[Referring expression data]
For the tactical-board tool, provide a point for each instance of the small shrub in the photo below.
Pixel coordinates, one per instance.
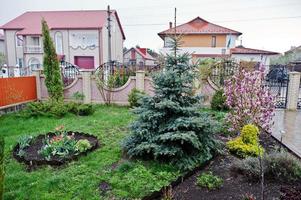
(23, 141)
(247, 144)
(82, 145)
(209, 181)
(279, 166)
(125, 166)
(61, 145)
(85, 109)
(134, 97)
(218, 101)
(77, 96)
(58, 109)
(2, 143)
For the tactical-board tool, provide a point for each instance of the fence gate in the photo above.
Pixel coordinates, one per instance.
(277, 80)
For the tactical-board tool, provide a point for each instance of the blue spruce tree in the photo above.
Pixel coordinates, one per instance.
(170, 126)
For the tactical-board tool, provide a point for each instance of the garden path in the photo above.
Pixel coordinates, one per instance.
(290, 123)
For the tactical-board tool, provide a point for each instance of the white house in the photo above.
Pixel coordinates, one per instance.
(138, 56)
(80, 37)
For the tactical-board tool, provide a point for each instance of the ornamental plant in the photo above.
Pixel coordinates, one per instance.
(249, 101)
(1, 166)
(247, 144)
(53, 79)
(169, 125)
(209, 181)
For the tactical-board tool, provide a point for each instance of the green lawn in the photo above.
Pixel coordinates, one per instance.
(80, 179)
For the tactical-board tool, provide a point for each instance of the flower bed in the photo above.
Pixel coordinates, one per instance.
(53, 148)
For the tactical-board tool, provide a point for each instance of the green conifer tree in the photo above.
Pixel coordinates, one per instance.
(1, 167)
(170, 126)
(53, 79)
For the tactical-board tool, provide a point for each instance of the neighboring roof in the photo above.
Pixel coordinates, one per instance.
(199, 26)
(210, 55)
(143, 52)
(29, 23)
(244, 50)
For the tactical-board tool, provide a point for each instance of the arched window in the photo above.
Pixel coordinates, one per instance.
(34, 63)
(58, 43)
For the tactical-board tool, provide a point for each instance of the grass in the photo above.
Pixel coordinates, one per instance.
(80, 179)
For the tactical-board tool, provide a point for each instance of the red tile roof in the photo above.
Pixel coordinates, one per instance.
(199, 26)
(29, 23)
(143, 52)
(244, 50)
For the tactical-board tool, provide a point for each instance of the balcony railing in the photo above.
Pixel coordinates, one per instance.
(33, 49)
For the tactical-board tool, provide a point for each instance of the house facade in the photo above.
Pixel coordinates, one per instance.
(80, 38)
(139, 57)
(203, 39)
(2, 44)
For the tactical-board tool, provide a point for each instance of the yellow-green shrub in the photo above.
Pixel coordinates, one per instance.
(247, 144)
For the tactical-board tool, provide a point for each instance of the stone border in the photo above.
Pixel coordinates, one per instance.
(35, 163)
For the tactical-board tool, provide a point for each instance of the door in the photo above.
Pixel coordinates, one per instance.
(85, 62)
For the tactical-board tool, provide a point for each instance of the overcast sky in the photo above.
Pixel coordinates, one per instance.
(266, 24)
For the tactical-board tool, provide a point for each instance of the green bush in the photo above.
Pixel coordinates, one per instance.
(85, 109)
(134, 97)
(2, 143)
(82, 145)
(24, 141)
(280, 166)
(247, 144)
(209, 181)
(218, 101)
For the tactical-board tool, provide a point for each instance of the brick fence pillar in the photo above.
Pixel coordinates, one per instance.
(293, 90)
(37, 74)
(86, 86)
(140, 75)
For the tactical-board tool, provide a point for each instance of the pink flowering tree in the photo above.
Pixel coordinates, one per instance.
(249, 100)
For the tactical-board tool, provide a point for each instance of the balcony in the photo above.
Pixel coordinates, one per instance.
(33, 49)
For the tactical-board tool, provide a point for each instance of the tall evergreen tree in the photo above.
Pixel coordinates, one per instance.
(53, 79)
(1, 166)
(170, 126)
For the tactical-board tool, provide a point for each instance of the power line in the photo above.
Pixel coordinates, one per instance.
(238, 20)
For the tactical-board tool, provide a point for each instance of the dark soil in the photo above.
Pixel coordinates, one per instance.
(235, 185)
(33, 159)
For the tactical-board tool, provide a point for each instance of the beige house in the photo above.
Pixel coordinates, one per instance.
(139, 57)
(80, 37)
(203, 39)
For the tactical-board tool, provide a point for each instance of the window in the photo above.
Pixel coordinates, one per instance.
(19, 40)
(168, 42)
(20, 62)
(34, 63)
(59, 43)
(83, 40)
(213, 41)
(35, 41)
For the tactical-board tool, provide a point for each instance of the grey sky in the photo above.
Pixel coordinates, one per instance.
(267, 24)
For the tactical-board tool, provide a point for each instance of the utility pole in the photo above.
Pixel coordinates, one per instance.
(109, 35)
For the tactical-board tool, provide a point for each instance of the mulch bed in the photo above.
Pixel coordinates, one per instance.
(235, 186)
(33, 159)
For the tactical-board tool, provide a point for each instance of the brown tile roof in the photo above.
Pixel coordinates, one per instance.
(199, 26)
(244, 50)
(29, 23)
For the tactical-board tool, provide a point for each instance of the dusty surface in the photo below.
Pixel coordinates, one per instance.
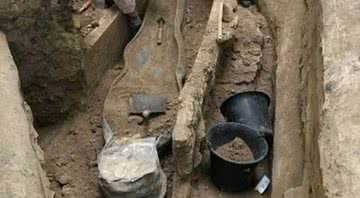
(248, 65)
(149, 70)
(21, 174)
(195, 21)
(47, 51)
(298, 95)
(88, 20)
(339, 138)
(71, 147)
(189, 131)
(236, 150)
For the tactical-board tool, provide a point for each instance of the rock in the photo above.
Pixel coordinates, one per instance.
(63, 179)
(135, 119)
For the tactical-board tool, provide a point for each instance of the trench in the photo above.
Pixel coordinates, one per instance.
(247, 65)
(71, 147)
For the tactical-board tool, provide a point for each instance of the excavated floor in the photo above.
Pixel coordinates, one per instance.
(71, 147)
(247, 66)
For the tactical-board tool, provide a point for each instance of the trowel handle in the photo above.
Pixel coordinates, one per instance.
(159, 38)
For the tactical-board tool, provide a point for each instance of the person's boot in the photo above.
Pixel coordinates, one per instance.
(134, 25)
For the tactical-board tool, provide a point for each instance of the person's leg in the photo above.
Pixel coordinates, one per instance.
(85, 6)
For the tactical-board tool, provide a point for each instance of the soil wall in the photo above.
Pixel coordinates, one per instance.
(21, 174)
(46, 49)
(315, 146)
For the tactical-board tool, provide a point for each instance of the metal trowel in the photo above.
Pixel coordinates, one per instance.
(146, 104)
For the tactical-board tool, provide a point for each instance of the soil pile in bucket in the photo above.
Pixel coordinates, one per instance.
(236, 150)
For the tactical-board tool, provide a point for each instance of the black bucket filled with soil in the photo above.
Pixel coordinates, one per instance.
(251, 109)
(235, 150)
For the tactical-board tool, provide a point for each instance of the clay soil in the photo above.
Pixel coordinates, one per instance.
(247, 65)
(86, 21)
(236, 150)
(71, 147)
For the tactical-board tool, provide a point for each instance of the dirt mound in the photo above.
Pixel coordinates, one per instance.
(236, 150)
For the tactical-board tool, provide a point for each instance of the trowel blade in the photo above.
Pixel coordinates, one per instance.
(152, 104)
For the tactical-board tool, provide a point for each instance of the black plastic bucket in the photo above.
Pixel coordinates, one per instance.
(229, 175)
(249, 108)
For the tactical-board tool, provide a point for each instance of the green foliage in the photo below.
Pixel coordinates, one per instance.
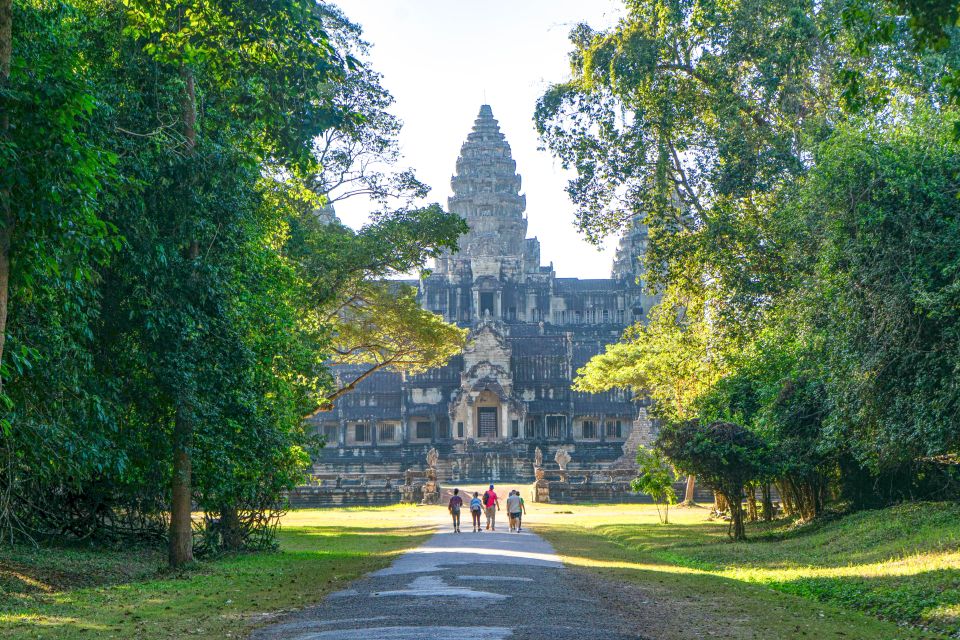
(669, 359)
(898, 564)
(655, 479)
(725, 455)
(795, 169)
(173, 293)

DIRECTIONS FOR THIS TASK ▸ Show the lines above that include "soil".

TASK SOLUTION ▸
For the tactical-board tool, provide a point for each instance of the dark soil in the photo above.
For the tactical-board tool, provide a point for each instance of the soil wall in the photo above.
For the tactical-board tool, provide a point for each instance of the soil pile in bucket in the photo above.
For the tactical-board tool, provide a point for each instance of the black bucket filled with soil in the photo above.
For the tactical-board tool, provide a point for each instance of the clay soil in the photo above.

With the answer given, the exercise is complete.